À faire:
1 - D'après le texte sur les retraites au Danemark et au Portugal, à quel âge le départ légal sera-t-il fixé au Danemark en 2035 ?
2 - En vous appuyant sur le texte sur les retraites au Danemark et au Portugal, expliquez en une à trois phrases pourquoi le Portugal peut se permettre des mesures plus généreuses pour ses retraités.

Extrait du texte:
*****

Le Danemark présente un âge légal indexé sur l'espérance de vie, qui sera porté à 70 ans à partir de 2040. La Première ministre sociale-démocrate a ouvert la porte à une refonte une fois le cap des 70 ans atteint. Concrètement, cette mesure fait passer l'âge de 67 ans actuellement à 68 ans en 2030, puis 69 ans en 2035. En réalité, l'âge effectif moyen est déjà plus bas : 65 ans pour les hommes et 64,1 ans pour les femmes en 2019.

Portugal : Excédent budgétaire et hausses des pensions

Les évolutions opérées au Portugal sont très différentes de celles présentées dans les autres pays. Le Portugal, qui a mis en place un ensemble de mesures de retour à l’équilibre budgétaire, profite aujourd’hui d’une santé financière qui contraste avec d’autres pays européens, la France par exemple. Son budget 2026 devrait être en excédent de 0,1 % du PIB, après 0,3 % en 2025. La dette publique se situera à 87,8 % du PIB en 2026. Le Portugal entend donc mettre en œuvre des mesures plus généreuses en faveur de ces retraités : une augmentation des retraites indexées sur l'inflation et la croissance, avec un complément pour les plus modestes passant de 630 à 670 euros par mois. Mais il faut se souvenir des efforts consentis par le pays : alignement des régimes publics sur le privé en 2006, indexation sur l'espérance de vie (âge légal à 66 ans et 9 mois en 2026), et austérité sous tutelle de la "troïka".

*****

Données:
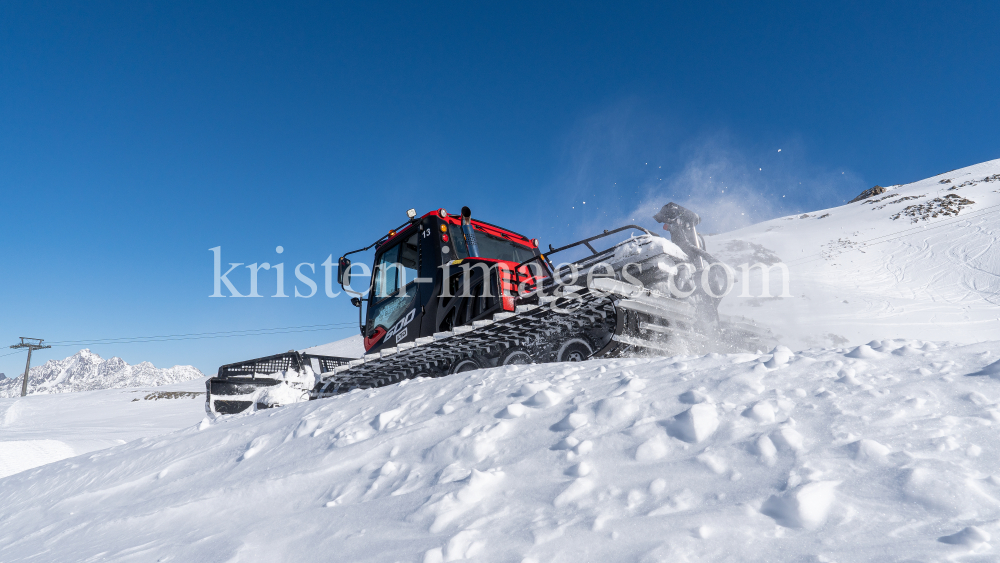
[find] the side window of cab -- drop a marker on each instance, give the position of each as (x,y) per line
(394,291)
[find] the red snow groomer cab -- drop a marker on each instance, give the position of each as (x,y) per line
(449,293)
(439,272)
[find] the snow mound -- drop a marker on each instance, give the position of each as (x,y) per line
(714,458)
(86,371)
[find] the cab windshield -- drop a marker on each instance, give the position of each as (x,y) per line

*****

Les réponses:
1 - 69 ans.

2 - Après des mesures de retour à l'équilibre budgétaire, le Portugal est aujourd'hui en bonne santé financière. Son budget devrait être en excédent de 0,1 % du PIB en 2026, après 0,3 % en 2025, et sa dette publique se situera à 87,8 % du PIB. Il compte donc augmenter les retraites selon l'inflation et la croissance, et porter le complément pour les plus modestes de 630 à 670 euros par mois.